--- Text block ---

DOLLS! DOLLS! DOLLS!

Deep Inside Valley of the Dolls, the Most Beloved Bad Book and Movie of All Time

by Stephen Rebello

Pub Date: June 2nd, 2020
ISBN: 978-0-14-313350-6
Publisher: Penguin

A Hollywood screenwriter’s ultimate in-depth guidebook to an enduring book and female-driven film sensation.

Rebello delivers a meticulously detailed paean to both incarnations of Valley of the Dolls, which, despite scathing reviews, were runaway commercial successes. As he writes, the book was a “magnificent obsession” since he first read it as a “precocious kid and an insatiable reader.” He explores author Jacqueline Susann’s early “full-on assault at stardom” in New York in the 1930s as she pursued an acting career, and he traces the dedicated, rigid schedule she adhered to while writing Dolls. When the novel finally published in 1966, it garnered mixed reviews, but it caused a promotional commotion and became a publishing juggernaut. Susann’s later opulent life as a “master of self-promotion and pioneer of branding” was embodied in her active participation in the outlandish film treatment a year later. The complete backstory of the film decorates the second half of the text, as Rebello enthusiastically stuffs each chapter with widely unknown scandalous tattle. The author’s dutiful scrutiny shines in the series of lists pointing out all the differences between the various screenwriters’ treatments and the final production. This scrupulous quality makes the book a blissful treasure trove of gossipy insider details that Dolls fans will swiftly devour. In grand fashion, the author delivers frothy particulars on the agonizing casting process to “find the right Neely” (under consideration, among many others, were “Petula Clark, Helen Mirren, Liza Minnelli, and Andy Warhol ‘superstar’ Baby Jane Holzer”), the film designer’s perfectionist “wardrobe plot,” and, of course, the competitive infighting among the four leading ladies: Patty Duke, Barbara Parkins, Sharon Tate, and Susan Hayward (who replaced the unceremoniously fired Judy Garland). Written with a cinematic excitement and giddiness bordering on satire, this is an indulgent treat for Dolls fans.

Memorable reading for die-hard devotees and those seeking to relive all the breathless histrionics.

--- Records provided ---
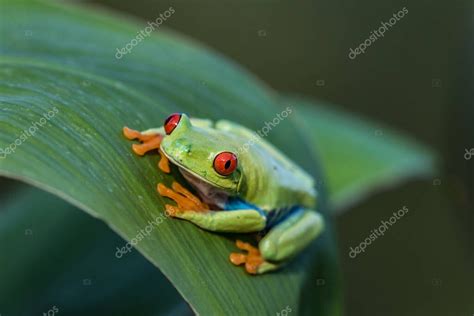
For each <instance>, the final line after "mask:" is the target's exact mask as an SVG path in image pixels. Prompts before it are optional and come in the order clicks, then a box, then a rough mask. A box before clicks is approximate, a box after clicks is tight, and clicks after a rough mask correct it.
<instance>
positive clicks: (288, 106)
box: [238, 106, 293, 153]
mask: <svg viewBox="0 0 474 316" xmlns="http://www.w3.org/2000/svg"><path fill="white" fill-rule="evenodd" d="M292 112H293V109H292V108H291V107H289V106H288V107H286V109H284V110H283V111H281V113H278V114H277V115H276V117H274V118H273V120H271V121H270V122H265V126H264V127H262V128H261V129H259V130H258V131H256V132H254V134H253V137H252V139H250V140H248V141H246V142H245V143H244V144H243V145H242V146H240V147H239V149H238V152H239V153H243V152H247V151H248V150H249V148H250V147H251V146H253V145H254V144H255V143H256V142H257V141H258V140H259V139H260V138H263V137H267V135H268V134H269V133H270V131H271V130H272V129H273V128H275V127H276V126H278V124H280V123H281V121H283V120H284V119H286V118H287V117H288V116H289V115H290V114H291V113H292Z"/></svg>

--- To do ---
In the book review, which actress replaced Judy Garland among the film's leading ladies? You won't need the listing for this.

--- Exercise response ---
Susan Hayward